### [Work instructions]
• 1. Please list every dollar amount that appears in the news story below about the cell user ordered to arbitrate.
• 2. Continue the news story below about the cell user ordered to arbitrate, picking up after its final sentence.

### [Text shown]
************

Disgruntled Cell User Must Face Arbitration

     CHICAGO (CN) – An Illinois man must arbitrate claims that his wireless-service provider deceived him into entering a new two-year contract, the 7th Circuit ruled.
     Christopher Gore entered into a long-term wireless contract with Southern Illinois Cellular Corporation, known as First Cellular, in 2005. Alltel Communications acquired the company in May 2006, about a year and a half before Gore’s contract was set to expire. The transition from First Cellular to Alltel periodically rendered the network use on Gore’s phones unavailable.
     In November 2006, Alltel sent Gore an invoice showing a $100 balance. Alltel considered Gore’s payment of that invoice, which was automatically billed to his credit card, as consent to its service agreement.
     But Gore said he continued having service interruptions after paying the bill. Six months before his First Cellular Agreement would have ended, Gore learned that he would need to purchase an Alltel-compatible phone and new wireless plan or pay a $250 termination fee. Gore complied, raising his monthly bill from about $40 per month to $109 per month.

************

### [Records provided]
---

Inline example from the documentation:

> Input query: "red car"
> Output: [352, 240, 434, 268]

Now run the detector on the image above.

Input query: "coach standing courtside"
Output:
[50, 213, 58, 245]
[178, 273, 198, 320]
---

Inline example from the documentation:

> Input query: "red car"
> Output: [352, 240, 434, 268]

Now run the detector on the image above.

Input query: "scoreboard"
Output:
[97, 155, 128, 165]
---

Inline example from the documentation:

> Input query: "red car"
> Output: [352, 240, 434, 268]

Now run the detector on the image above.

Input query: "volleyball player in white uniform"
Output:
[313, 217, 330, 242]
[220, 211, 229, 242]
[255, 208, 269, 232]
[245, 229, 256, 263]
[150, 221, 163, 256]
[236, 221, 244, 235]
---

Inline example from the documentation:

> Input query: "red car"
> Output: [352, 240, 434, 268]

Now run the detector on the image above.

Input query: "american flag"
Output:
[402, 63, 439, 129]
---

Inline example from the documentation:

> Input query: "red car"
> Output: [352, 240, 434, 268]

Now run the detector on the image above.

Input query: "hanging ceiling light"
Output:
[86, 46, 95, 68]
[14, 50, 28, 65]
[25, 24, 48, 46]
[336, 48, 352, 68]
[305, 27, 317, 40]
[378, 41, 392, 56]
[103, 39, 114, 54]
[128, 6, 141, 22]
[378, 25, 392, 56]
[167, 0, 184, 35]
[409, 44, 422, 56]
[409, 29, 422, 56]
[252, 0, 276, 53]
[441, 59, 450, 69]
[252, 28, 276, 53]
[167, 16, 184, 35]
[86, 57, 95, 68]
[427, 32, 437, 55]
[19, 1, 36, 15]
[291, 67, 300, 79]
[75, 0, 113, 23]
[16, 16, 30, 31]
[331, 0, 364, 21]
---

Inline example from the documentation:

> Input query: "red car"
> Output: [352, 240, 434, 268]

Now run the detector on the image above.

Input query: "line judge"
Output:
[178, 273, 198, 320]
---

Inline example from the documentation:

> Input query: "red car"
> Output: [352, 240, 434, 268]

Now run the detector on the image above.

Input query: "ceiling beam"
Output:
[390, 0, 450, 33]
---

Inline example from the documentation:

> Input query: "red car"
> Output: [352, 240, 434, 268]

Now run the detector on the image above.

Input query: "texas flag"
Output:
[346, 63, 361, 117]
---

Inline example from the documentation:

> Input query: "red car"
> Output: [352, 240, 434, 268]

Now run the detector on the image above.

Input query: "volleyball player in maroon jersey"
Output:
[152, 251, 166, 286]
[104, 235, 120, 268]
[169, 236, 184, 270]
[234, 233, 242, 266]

************

### [Answers for the tasks]
• 1.
$100
$250
$40
$109

• 2.
     Fed up with the service, Gore filed a class action against both First Cellular and Alltel, alleging that both companies had breached their service agreement by rendering his phones useless and seeking to enforce the early-termination provision. Gore also alleged deceptive trade practices, civil conspiracy between First Cellular and Alltel, and unjust enrichment.
     The case was removed to the Southern District of Illinois under the Class Action Fairness Act, where U.S. District Judge David Herndon refused to compel arbitration.
     The 7th Circuit reversed last week, ruling that the broad scope of the arbitration clause, found on page nine of the November 2006 invoice Gore received, applied to his claims.
     Cited the Supreme Court’s recent decision in AT&T Mobility v Concepcion, the three-judge panel said its interpretation “embodies both a ‘liberal federal policy favoring arbitration and the fundamental principle that arbitration is a matter of contract.'”
     In cases where parties enter into multiple agreements, though only one contains an arbitration clause, the parties can be compelled to arbitrate the case only if “the clause is broad enough to encompass their dispute” or “the agreement containing the clause incorporates the other by reference.”
     Though the Alltel agreement did not incorporate the First Cellular agreement, the court found that it was broad enough to cover Gore’s claims.
     The clause stated in small capital letters, “Any dispute arising out of this agreement or relating to the services and equipment must be settled by arbitration. … All claims must be arbitrated individually, and there will be no consolidation or class action treatment of any claims.”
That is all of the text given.